Saved entries:

#####

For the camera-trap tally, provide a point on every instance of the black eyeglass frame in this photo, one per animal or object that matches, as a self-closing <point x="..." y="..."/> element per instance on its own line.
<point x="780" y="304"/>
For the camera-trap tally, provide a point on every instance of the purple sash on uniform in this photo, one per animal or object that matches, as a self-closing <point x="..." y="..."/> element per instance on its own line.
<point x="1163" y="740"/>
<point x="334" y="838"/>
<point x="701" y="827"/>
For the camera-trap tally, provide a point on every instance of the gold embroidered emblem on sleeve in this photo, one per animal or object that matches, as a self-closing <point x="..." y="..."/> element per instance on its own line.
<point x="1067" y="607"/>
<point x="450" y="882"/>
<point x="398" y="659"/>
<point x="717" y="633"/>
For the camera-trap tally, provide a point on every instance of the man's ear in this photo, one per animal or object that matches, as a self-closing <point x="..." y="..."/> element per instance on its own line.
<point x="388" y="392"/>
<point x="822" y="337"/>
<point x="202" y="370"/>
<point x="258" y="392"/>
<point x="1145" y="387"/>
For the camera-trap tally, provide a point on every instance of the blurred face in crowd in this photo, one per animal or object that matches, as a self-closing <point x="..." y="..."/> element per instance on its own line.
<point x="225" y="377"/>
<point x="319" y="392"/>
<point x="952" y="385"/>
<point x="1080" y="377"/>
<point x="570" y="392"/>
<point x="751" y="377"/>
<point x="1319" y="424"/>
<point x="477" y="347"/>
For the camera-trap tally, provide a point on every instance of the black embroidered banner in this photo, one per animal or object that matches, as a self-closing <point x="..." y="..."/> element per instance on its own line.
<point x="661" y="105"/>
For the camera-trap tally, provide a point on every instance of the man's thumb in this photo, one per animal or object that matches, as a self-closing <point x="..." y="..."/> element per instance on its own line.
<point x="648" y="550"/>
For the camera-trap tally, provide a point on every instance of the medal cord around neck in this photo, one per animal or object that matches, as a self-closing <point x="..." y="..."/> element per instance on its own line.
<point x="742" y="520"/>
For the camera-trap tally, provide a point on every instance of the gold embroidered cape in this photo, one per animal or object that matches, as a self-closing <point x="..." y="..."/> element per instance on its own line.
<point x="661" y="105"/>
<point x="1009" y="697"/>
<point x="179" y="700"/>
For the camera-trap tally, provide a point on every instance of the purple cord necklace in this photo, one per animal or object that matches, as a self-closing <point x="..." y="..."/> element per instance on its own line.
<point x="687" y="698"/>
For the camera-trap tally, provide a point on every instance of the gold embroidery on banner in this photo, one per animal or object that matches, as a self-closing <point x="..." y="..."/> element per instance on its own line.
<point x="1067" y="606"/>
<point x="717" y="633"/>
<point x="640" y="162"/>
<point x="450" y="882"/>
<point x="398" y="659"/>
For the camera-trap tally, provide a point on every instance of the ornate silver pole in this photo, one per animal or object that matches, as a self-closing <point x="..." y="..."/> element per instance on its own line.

#####

[WHAT TO DO] Extract the data exactly as given.

[RESULT]
For the camera-trap tally, provide a point on every instance of the black eyeglass frame in this photo, one per animal or object that matches, as a self-closing <point x="..." y="..."/> element per instance on its own line.
<point x="780" y="304"/>
For the camera-trap tally, provide a point on every instance of the purple sash on uniform in this photo, one per animal or object that matches, as a self-closing <point x="..." y="..."/> element per instance on its own line.
<point x="1163" y="740"/>
<point x="334" y="838"/>
<point x="701" y="827"/>
For the camera-trap tally, provide a point on every instance of the gold embroidered emblem on sleeve in this photo, one per animal or object that matches, as a self-closing <point x="..." y="..."/> element per instance on its own line.
<point x="1067" y="607"/>
<point x="450" y="882"/>
<point x="398" y="659"/>
<point x="717" y="633"/>
For the camera-trap tally, provide a point on every instance of the man's ear in this photo, one per animal or object that matches, as a self-closing <point x="..." y="..."/> element per instance on its own line.
<point x="388" y="392"/>
<point x="822" y="337"/>
<point x="202" y="370"/>
<point x="258" y="392"/>
<point x="1145" y="387"/>
For the camera-trap tally, provide a point on every instance of the blurred face in crowd in this photo, one per animal or object that matches, as a self-closing <point x="..." y="..."/> element per instance on its own line.
<point x="225" y="377"/>
<point x="319" y="392"/>
<point x="952" y="385"/>
<point x="1080" y="377"/>
<point x="570" y="392"/>
<point x="751" y="377"/>
<point x="1319" y="424"/>
<point x="477" y="347"/>
For the camera-trap tally, provide a point on every instance of the black embroidered banner in this photo, one per animal or object that matches, as a self-closing <point x="..." y="..."/> element per instance on its own line.
<point x="661" y="105"/>
For the camera-trap tally, provide a point on every instance of the man's thumb in this photo, one per animal or object that matches, as a self-closing <point x="..." y="..."/> element per instance on its own line.
<point x="648" y="550"/>
For the camera-trap tally, provide a point on every instance of the medal cord around neck in this photo, one per animal or object that matches, as a self-closing <point x="..." y="..."/> element per instance on its own line.
<point x="742" y="520"/>
For the camera-trap tally, provide a point on every instance of the gold embroidered cape in this photo, one per animal or object that matches, as a self-closing <point x="..." y="..."/> element per instance on its own line.
<point x="661" y="105"/>
<point x="1009" y="697"/>
<point x="179" y="700"/>
For the camera-trap tally, provide a point on every instance of the purple cord necklace in this photo, one per animal or object that matches, as a self-closing <point x="..." y="..."/> element per instance on its own line.
<point x="687" y="698"/>
For the camera-trap tally, provide a point on every instance of the gold embroidery on banner in this photo, one per animal or object that matches, as a self-closing <point x="..." y="..."/> element per instance on its own line.
<point x="1067" y="606"/>
<point x="717" y="633"/>
<point x="640" y="162"/>
<point x="450" y="882"/>
<point x="398" y="659"/>
For the camera-trap tally, provide a point on every instance of the ornate silver pole in this photo, one per animal or object that matches, as a self-closing <point x="..." y="..."/> element per instance on its own line.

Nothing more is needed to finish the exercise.